▸ **Selected text**
———

Having directors like Balki and Homi must have the big driving factor, right?
100 per cent. I think if it was somebody else coming with an idea about a me playing a home maker, I wouldn’t have done it. And of course to do a Finding Fanny you need somebody as out there as Homi. He was the main reason for me to jump in because you got to work with all kinds of people. You cannot always do films for the monetary reasons. You cannot always do it for box-office especially when you are starting out because you really don’t know what’s going to work. Like I said, you know once you keep working then you become even more serious about “no, I don’t want to do this because this will become my positioning’. When I was starting out, I was doing Finding Fanny along with Gunday and 2 States, so if you look at it as a spectrum they were three very different films. I didn’t know which one is going to work and which one isn’t.

A lot of your contemporaries in the same position are not experimenting. Where do you get the inspiration?

———

▸ **Collected data**

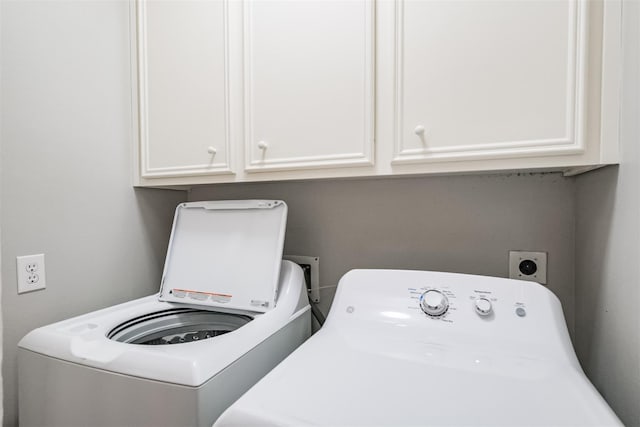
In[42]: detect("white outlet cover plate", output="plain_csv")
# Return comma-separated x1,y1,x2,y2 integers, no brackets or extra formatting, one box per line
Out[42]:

———

▸ **Stated problem**
In the interview:
(a) Who does the speaker call the main reason for joining Finding Fanny?
(b) Which two films was the speaker doing at the same time as Finding Fanny?
(c) What does the interviewer say many of the speaker's contemporaries are not doing?
Please answer from the interview text only.

▸ **Problem solution**
(a) Homi
(b) Gunday and 2 States
(c) Experimenting